◆ **WHAT THE TASK ASKS**
Retrieve every line from the records in which the word "blue" occurs.
SOURCE MATERIAL Block Start
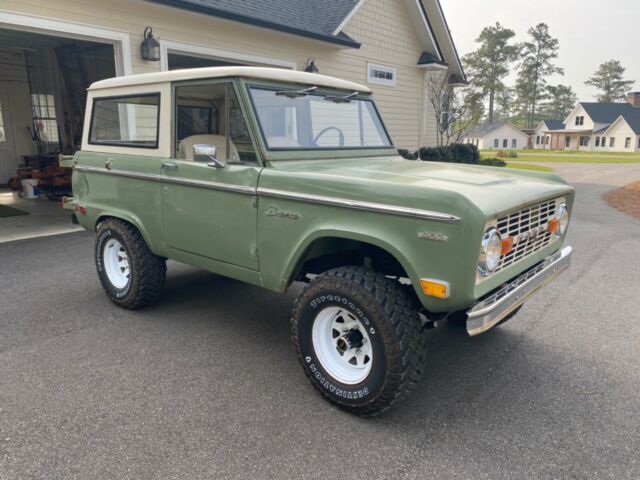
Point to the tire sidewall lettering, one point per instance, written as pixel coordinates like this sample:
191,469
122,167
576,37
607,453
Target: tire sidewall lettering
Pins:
351,394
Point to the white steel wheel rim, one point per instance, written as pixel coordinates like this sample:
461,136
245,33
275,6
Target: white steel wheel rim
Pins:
342,345
116,264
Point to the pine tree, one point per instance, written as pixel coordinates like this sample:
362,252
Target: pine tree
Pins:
609,79
561,99
489,64
537,65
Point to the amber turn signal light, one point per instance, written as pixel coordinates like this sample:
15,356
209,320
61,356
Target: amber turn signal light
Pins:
434,288
507,245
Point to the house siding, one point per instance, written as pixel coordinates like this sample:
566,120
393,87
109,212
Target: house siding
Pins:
503,133
382,26
620,130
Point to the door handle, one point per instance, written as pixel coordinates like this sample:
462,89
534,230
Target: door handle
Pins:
169,166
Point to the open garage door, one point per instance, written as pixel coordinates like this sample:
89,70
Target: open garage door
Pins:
43,84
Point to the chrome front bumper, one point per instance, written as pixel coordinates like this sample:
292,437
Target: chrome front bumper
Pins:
488,312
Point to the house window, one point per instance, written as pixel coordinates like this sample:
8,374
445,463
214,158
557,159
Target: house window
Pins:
128,121
44,118
380,75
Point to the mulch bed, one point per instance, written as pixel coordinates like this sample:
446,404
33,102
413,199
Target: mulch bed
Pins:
625,199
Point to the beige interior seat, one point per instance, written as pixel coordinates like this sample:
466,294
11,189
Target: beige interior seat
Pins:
282,142
185,151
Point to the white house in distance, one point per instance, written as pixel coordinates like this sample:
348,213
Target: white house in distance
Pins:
594,127
502,136
541,139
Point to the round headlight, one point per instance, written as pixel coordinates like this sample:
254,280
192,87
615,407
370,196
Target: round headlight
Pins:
490,252
562,214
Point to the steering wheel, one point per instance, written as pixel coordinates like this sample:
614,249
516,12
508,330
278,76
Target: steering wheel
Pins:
325,130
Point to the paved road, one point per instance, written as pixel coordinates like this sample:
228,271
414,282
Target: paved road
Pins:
206,385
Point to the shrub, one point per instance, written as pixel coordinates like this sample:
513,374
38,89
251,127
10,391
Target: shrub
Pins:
404,153
455,153
493,162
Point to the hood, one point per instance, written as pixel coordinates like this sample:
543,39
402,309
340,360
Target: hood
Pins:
447,187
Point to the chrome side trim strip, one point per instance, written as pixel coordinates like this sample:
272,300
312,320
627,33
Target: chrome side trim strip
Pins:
356,204
211,185
161,178
267,192
118,173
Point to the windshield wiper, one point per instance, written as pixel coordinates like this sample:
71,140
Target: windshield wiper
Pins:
341,99
296,93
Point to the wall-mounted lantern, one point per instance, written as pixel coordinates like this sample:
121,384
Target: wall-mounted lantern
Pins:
149,48
311,66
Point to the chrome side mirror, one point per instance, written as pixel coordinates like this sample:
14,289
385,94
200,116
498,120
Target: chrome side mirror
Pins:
207,153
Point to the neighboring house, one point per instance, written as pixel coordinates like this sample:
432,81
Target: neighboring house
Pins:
498,136
51,51
597,127
541,139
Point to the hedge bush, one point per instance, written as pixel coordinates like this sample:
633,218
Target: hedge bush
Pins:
454,153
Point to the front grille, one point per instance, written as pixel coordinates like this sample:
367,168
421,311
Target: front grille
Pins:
520,224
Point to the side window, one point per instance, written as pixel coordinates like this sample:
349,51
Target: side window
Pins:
128,121
211,114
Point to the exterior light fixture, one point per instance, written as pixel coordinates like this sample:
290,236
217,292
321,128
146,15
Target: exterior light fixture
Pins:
311,66
149,48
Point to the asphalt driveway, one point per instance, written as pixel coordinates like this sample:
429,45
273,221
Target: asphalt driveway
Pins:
206,385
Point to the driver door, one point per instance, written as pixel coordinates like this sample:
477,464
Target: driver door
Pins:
211,211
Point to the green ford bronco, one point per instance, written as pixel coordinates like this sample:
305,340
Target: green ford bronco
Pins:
272,177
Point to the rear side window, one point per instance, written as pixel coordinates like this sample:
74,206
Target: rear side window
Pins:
128,121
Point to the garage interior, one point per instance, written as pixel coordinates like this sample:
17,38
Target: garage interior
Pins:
43,83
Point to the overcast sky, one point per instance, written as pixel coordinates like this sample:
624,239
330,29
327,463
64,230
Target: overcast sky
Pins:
589,32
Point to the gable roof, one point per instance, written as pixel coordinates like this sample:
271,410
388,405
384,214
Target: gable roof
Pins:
554,124
318,19
608,112
487,128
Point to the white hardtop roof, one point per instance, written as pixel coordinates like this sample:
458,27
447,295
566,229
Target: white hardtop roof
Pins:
262,73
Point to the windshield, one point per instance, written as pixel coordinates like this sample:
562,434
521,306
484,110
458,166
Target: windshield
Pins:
305,120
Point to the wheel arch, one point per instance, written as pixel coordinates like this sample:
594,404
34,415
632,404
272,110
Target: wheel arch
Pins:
325,249
128,218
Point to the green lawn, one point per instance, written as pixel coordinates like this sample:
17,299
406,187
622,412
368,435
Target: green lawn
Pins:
522,166
562,157
492,153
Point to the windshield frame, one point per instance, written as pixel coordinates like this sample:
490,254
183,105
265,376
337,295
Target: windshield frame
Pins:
320,92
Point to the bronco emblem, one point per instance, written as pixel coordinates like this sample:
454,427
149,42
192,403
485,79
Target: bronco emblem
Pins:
274,212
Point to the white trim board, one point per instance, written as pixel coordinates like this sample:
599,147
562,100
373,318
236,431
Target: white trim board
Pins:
120,40
202,51
348,18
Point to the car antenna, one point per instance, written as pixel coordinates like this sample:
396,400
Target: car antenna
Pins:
296,93
341,99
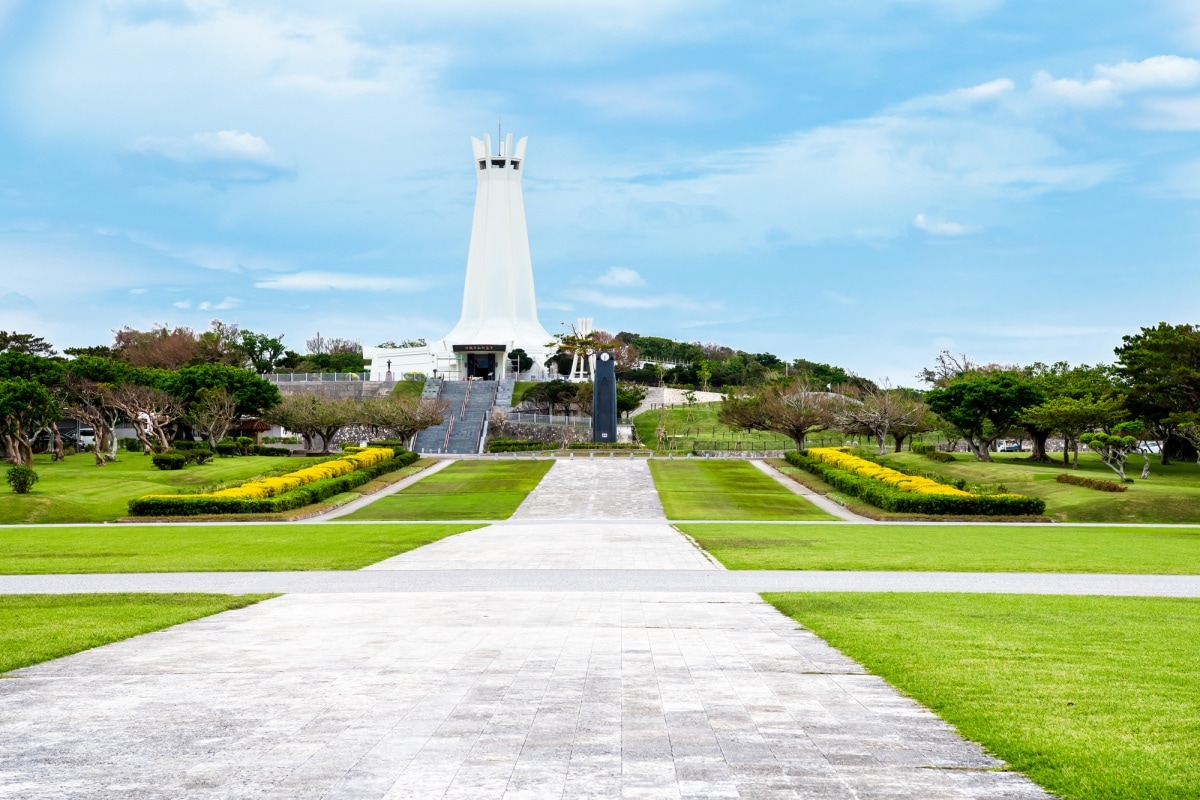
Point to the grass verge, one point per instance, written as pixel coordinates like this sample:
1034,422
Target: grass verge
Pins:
726,489
75,489
1171,494
316,509
40,627
1095,698
953,548
209,548
467,489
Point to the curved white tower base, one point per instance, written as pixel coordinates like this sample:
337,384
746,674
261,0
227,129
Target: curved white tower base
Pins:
499,312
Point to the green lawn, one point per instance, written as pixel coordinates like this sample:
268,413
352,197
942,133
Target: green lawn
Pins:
705,432
1171,494
467,489
75,489
1095,698
40,627
408,389
725,489
520,388
953,548
208,548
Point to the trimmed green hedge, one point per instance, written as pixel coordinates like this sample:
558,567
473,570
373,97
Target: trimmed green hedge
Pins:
499,444
1090,482
191,505
882,495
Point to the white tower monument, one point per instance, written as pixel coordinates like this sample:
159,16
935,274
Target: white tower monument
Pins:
499,312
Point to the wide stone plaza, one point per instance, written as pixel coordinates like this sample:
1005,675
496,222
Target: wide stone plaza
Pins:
565,693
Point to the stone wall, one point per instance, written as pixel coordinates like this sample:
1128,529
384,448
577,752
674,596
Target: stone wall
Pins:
339,389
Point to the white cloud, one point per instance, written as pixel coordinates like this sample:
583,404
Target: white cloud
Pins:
1110,82
225,156
963,100
622,276
699,95
1173,114
317,281
941,227
645,301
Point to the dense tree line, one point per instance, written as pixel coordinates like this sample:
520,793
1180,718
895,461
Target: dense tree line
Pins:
1147,402
171,384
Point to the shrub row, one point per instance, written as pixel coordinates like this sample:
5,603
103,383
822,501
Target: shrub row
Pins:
190,505
501,444
605,445
1090,482
882,495
180,458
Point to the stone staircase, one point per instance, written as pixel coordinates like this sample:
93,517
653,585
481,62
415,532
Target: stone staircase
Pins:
504,394
471,401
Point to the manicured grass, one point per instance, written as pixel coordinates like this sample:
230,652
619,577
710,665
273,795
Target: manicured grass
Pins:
209,548
725,489
408,389
40,627
1171,494
467,489
953,548
705,432
1095,698
75,489
520,388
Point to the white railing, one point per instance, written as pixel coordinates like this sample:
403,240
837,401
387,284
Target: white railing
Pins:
313,377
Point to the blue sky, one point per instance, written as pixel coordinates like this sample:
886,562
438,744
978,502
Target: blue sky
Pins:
862,182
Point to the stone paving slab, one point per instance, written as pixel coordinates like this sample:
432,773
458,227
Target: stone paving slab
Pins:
594,488
706,581
537,695
559,546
SOURCE MATERIAL Block End
◆ **EXERCISE SOLUTION**
Point to the blue sky, one point per instance, written as pixel coordinates like this sample:
Target: blue sky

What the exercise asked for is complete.